(Outline annotations for objects)
════════════════════

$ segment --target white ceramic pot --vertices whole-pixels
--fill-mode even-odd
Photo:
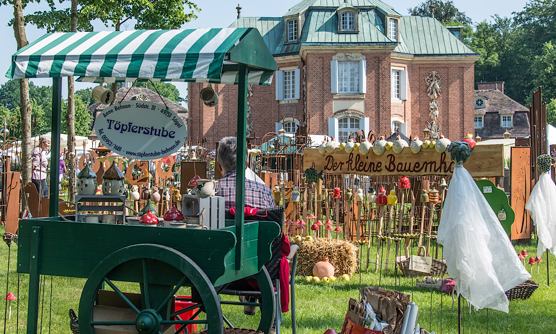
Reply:
[[[96,177],[80,177],[77,179],[77,195],[92,196],[97,193],[97,178]]]
[[[102,180],[102,195],[116,196],[123,195],[123,181],[121,180]]]

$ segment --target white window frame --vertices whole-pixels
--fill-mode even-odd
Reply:
[[[505,124],[504,121],[504,117],[509,117],[509,125],[507,123]],[[514,126],[514,116],[513,115],[500,115],[500,126],[503,128],[512,128]]]
[[[340,15],[340,28],[342,31],[355,31],[355,13],[353,12],[344,12]]]
[[[286,41],[296,42],[299,33],[299,21],[296,18],[289,19],[286,22]]]
[[[393,41],[398,41],[398,19],[388,18],[388,38]]]
[[[475,115],[475,128],[482,129],[484,127],[484,116],[483,115]]]
[[[477,101],[482,101],[482,103],[481,104],[480,106],[478,106],[477,105]],[[483,109],[483,108],[484,108],[485,107],[485,104],[487,104],[487,102],[486,102],[486,101],[485,101],[485,98],[484,97],[481,97],[481,96],[478,96],[478,97],[475,98],[475,109]]]
[[[366,72],[365,59],[332,61],[330,62],[331,93],[346,94],[366,93]]]
[[[275,73],[276,73],[275,81],[276,82],[276,101],[299,99],[300,74],[301,73],[300,69],[285,68],[280,71],[276,71]],[[286,79],[288,79],[287,82],[286,82]],[[292,84],[293,87],[292,87]]]

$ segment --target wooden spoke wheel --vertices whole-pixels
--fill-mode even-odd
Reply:
[[[267,275],[268,274],[267,274]],[[141,307],[132,302],[115,282],[138,282]],[[93,310],[103,282],[119,296],[136,316],[134,320],[117,321],[93,319]],[[187,308],[171,313],[170,301],[182,286],[191,286],[200,300]],[[136,303],[136,304],[137,303]],[[198,308],[188,319],[180,315]],[[201,311],[206,320],[193,320]],[[189,257],[159,245],[143,243],[117,251],[102,260],[91,273],[79,304],[81,334],[95,334],[96,326],[134,326],[139,334],[162,334],[163,327],[190,323],[208,323],[209,334],[222,334],[222,309],[216,291],[203,270]],[[177,331],[176,331],[177,332]]]
[[[259,283],[259,287],[260,291],[260,296],[257,296],[257,301],[256,302],[240,302],[237,301],[237,300],[234,301],[230,301],[221,300],[221,299],[220,303],[223,305],[232,305],[239,306],[240,307],[237,307],[237,312],[241,312],[241,313],[244,312],[244,307],[245,306],[254,306],[254,303],[256,304],[256,306],[260,308],[261,312],[261,320],[257,330],[265,333],[268,333],[270,331],[270,328],[272,327],[274,322],[274,318],[276,315],[276,308],[275,307],[276,298],[274,296],[274,286],[272,285],[270,276],[269,275],[269,272],[267,271],[265,267],[262,267],[262,269],[259,273],[255,275],[255,278],[257,281],[257,283]],[[217,293],[219,295],[236,295],[233,291],[230,292],[230,290],[226,289],[226,286],[221,287]],[[241,324],[230,323],[225,317],[224,317],[224,322],[229,327],[243,327],[242,326],[241,326]]]

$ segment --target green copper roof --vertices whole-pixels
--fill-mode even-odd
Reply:
[[[393,8],[379,0],[348,0],[351,6],[375,7],[389,15],[401,16]],[[302,13],[309,7],[334,7],[337,8],[344,3],[344,0],[303,0],[290,8],[284,16],[290,16]]]
[[[432,17],[402,17],[400,19],[400,39],[395,52],[415,56],[479,56]]]

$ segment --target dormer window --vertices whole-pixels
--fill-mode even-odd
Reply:
[[[286,29],[286,41],[295,42],[297,40],[297,19],[292,19],[287,21]]]
[[[342,31],[355,30],[355,14],[352,12],[345,12],[341,15],[341,29]]]
[[[388,19],[388,38],[398,41],[398,20],[395,18]]]

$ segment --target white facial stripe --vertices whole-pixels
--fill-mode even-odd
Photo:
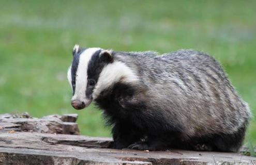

════════════════════

• _What is required_
Reproduce these lines verbatim, omitting the pictures from your answer.

• _The answer_
$ segment --target white ceramic pot --vertices whole-pixels
--fill-mode even-odd
Photo:
Reply:
[[[96,177],[80,177],[77,179],[77,195],[92,196],[97,193],[97,178]]]
[[[102,180],[102,195],[116,196],[123,195],[123,181],[121,180]]]

$ segment --target white window frame --vertices whole-pixels
--fill-mode even-odd
Reply:
[[[505,124],[504,121],[504,117],[509,117],[509,125],[507,123]],[[514,126],[514,116],[513,115],[500,115],[500,126],[503,128],[512,128]]]
[[[340,15],[340,28],[342,31],[355,31],[355,13],[353,12],[344,12]]]
[[[286,41],[296,42],[299,33],[299,21],[296,18],[289,19],[286,22]]]
[[[393,41],[398,41],[398,19],[388,18],[388,38]]]
[[[475,115],[475,128],[482,129],[484,127],[484,116],[483,115]]]
[[[477,101],[482,101],[482,103],[481,104],[480,106],[478,106],[477,105]],[[483,109],[483,108],[484,108],[485,107],[485,104],[487,104],[487,102],[486,102],[486,101],[485,101],[485,98],[484,97],[481,97],[481,96],[478,96],[478,97],[475,98],[475,109]]]
[[[366,72],[365,59],[332,61],[330,62],[331,93],[346,94],[366,93]]]
[[[275,73],[276,73],[275,81],[276,82],[276,101],[299,99],[300,74],[301,73],[300,69],[285,68],[280,71],[276,71]],[[286,79],[288,79],[287,82],[286,82]],[[292,84],[293,87],[292,87]]]

$ segment --target wooden spoke wheel --vertices whole-pixels
--fill-mode even-odd
Reply:
[[[267,275],[268,274],[267,274]],[[141,307],[132,302],[115,282],[138,282]],[[93,310],[103,282],[119,296],[136,316],[134,320],[117,321],[93,319]],[[187,308],[171,313],[170,301],[182,286],[191,286],[200,300]],[[136,303],[136,304],[137,303]],[[198,308],[188,319],[180,315]],[[201,311],[206,320],[193,320]],[[189,257],[159,245],[143,243],[117,251],[102,260],[91,273],[79,304],[81,334],[95,334],[96,326],[134,326],[139,334],[162,334],[163,327],[190,323],[208,323],[209,334],[222,334],[222,309],[216,291],[203,270]],[[177,331],[176,331],[177,332]]]
[[[259,283],[259,287],[260,291],[260,296],[257,296],[257,301],[256,302],[240,302],[237,301],[237,300],[234,301],[230,301],[221,300],[221,299],[220,303],[223,305],[232,305],[239,306],[240,307],[237,307],[237,312],[241,312],[241,313],[244,312],[244,307],[245,306],[254,306],[254,303],[256,304],[256,306],[260,308],[261,312],[261,320],[257,330],[265,333],[268,333],[270,331],[270,328],[272,327],[274,322],[274,318],[276,315],[276,308],[275,307],[276,298],[274,296],[274,286],[272,285],[270,276],[269,275],[269,272],[267,271],[265,267],[262,267],[262,269],[259,273],[255,275],[255,278],[257,281],[257,283]],[[217,293],[219,295],[236,295],[233,291],[230,292],[230,290],[226,289],[226,286],[221,287]],[[241,324],[230,323],[225,317],[224,317],[224,322],[229,327],[243,327],[242,326],[241,326]]]

$ segment --target green copper roof --vertices whole-pixels
--fill-mode even-odd
Reply:
[[[393,8],[379,0],[348,0],[351,6],[375,7],[389,15],[401,16]],[[302,13],[309,7],[334,7],[337,8],[344,3],[344,0],[303,0],[290,8],[284,16],[290,16]]]
[[[432,17],[402,17],[400,19],[400,39],[395,52],[415,56],[479,56]]]

$ segment --target dormer window --vertices whole-pixels
--fill-mode even-odd
Reply:
[[[286,29],[286,41],[295,42],[297,40],[297,19],[292,19],[287,21]]]
[[[342,31],[355,30],[355,14],[352,12],[345,12],[341,15],[341,29]]]
[[[388,19],[388,38],[398,41],[398,20],[395,18]]]

$ segment --target white facial stripe --vertices whole-pixels
--fill-mode even-odd
Photo:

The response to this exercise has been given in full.